**INPUT MATERIAL:**
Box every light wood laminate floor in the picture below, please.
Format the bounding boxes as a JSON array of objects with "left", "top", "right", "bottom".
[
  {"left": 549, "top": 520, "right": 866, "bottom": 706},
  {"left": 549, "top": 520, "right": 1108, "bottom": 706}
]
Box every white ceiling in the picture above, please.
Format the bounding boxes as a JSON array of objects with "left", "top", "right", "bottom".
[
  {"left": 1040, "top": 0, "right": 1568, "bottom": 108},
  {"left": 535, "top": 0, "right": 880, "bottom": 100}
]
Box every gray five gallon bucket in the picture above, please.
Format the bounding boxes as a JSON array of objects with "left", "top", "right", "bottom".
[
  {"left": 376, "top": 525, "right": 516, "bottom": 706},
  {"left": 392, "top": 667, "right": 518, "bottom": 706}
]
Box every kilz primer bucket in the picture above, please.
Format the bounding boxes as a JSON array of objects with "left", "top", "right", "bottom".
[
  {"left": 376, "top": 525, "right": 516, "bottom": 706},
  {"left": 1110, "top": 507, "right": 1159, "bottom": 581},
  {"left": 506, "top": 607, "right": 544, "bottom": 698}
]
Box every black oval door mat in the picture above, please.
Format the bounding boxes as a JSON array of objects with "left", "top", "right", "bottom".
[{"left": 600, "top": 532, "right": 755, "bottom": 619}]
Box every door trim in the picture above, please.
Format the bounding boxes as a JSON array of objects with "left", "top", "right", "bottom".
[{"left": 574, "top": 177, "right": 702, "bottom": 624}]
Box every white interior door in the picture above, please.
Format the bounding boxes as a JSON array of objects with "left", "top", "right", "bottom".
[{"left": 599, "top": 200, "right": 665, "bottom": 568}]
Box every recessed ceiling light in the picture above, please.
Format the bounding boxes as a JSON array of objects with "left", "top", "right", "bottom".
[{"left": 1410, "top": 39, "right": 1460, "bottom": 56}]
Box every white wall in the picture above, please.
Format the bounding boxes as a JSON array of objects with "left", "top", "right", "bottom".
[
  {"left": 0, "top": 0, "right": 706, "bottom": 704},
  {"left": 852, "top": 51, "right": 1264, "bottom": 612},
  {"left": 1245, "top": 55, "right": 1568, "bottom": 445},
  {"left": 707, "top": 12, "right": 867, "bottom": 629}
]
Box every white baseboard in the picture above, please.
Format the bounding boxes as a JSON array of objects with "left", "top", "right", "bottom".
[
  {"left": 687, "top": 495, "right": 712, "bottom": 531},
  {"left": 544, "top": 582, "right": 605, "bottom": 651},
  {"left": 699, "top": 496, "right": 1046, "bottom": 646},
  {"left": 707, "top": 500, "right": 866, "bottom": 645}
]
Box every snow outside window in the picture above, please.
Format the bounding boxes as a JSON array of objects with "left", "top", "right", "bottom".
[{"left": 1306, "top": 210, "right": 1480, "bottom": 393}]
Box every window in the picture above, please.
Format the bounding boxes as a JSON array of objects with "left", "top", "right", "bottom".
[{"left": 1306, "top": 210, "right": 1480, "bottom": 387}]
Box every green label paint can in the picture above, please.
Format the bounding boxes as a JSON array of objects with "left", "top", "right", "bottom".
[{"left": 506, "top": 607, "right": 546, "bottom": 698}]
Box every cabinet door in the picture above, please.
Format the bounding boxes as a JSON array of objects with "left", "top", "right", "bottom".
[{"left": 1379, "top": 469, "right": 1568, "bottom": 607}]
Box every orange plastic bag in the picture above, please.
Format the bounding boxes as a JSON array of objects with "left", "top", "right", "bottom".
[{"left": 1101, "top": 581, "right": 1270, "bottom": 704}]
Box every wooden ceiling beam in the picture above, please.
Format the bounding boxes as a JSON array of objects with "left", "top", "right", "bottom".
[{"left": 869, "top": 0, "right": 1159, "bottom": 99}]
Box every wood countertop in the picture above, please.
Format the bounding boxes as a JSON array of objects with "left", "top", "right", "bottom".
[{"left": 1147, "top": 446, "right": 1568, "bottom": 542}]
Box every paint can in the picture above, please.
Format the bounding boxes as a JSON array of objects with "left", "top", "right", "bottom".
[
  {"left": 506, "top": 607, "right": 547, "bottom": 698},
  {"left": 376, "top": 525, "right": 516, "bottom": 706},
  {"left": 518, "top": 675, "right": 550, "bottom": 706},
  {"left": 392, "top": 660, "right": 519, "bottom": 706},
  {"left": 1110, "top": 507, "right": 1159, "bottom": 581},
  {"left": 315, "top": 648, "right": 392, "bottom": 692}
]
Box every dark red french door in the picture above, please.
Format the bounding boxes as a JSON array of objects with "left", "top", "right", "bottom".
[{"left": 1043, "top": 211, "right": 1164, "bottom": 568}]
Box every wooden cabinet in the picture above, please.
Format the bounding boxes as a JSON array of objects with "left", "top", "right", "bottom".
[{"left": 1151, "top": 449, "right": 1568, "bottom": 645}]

**WHAT YOU HAVE TO DO:** Return, unchanged, the lines starting at the one containing "Box every wooden cabinet" and ending at the last line of the entries.

**COMPLETED EXERCISE:**
Box every wooden cabinet in the picture above, please.
Format the bounding boxes as a JSON array of objects with "left", "top", "right", "bottom".
[{"left": 1151, "top": 449, "right": 1568, "bottom": 645}]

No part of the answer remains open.